The result should be an exact copy of only the lines from the one holding "Target: rock outcrop" through the last line of the data below, please, without pictures.

%%

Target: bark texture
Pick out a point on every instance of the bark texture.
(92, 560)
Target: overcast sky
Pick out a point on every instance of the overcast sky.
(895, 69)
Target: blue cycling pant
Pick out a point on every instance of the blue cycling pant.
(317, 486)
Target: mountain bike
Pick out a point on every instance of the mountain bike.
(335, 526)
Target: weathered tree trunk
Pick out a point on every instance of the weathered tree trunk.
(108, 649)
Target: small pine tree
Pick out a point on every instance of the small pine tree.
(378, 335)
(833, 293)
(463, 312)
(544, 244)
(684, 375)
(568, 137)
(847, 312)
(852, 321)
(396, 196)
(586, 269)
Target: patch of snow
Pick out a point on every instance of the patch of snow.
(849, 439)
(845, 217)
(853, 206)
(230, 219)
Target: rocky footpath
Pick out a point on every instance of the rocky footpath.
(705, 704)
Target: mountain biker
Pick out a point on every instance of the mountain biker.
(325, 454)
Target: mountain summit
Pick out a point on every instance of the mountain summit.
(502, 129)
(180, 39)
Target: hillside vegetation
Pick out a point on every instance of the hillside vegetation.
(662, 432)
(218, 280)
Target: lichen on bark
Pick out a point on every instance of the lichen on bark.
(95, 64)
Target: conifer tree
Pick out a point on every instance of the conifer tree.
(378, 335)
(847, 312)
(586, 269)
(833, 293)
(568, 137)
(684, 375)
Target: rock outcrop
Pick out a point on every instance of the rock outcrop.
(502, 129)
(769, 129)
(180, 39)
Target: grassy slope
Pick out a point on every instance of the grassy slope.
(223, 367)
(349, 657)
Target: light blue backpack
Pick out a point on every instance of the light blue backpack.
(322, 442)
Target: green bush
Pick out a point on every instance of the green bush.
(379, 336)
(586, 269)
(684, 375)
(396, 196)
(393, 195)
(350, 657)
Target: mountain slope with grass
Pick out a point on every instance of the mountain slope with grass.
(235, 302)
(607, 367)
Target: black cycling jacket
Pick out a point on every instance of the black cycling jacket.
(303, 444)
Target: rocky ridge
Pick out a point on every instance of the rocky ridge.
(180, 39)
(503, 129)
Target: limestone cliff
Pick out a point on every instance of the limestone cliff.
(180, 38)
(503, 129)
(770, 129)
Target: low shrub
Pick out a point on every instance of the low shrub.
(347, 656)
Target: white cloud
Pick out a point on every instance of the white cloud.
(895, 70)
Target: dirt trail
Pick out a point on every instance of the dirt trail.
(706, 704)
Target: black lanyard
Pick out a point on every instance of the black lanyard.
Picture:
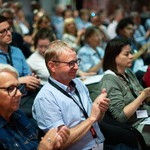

%%

• [Solution for this problem]:
Target: rock outcrop
Pick out a point on every instance of the rock outcrop.
(502, 129)
(769, 129)
(180, 39)
Target: grassy slope
Pick out a point on every instance of the grassy slope.
(223, 367)
(349, 657)
Target: light blue backpack
Pick out a point on every instance of the light blue backpack.
(322, 442)
Target: green bush
Pick out a point on every instance of the green bush.
(379, 336)
(586, 269)
(684, 375)
(396, 196)
(393, 195)
(350, 657)
Target: mountain slope with grass
Pick out a point on every instance of the mountain slope with grass.
(235, 302)
(607, 367)
Target: black cycling jacket
Pick out a point on every instance of the black cycling jacket.
(303, 444)
Target: rocky ridge
Pick out a point on every instance of the rocky ridge.
(180, 39)
(503, 129)
Target: limestone cliff
Pick out a point on every instance of the limestone cliff.
(180, 38)
(503, 129)
(770, 129)
Target: low shrub
Pick out a point on every instance of the low shrub.
(347, 656)
Target: white cloud
Pick out a point on every instance of the white cloud.
(895, 70)
Target: dirt trail
Pick out a point on every instance of the dirt trail.
(706, 704)
Target: black lanyard
Pick out a point on every instance of the black lanyard.
Picture:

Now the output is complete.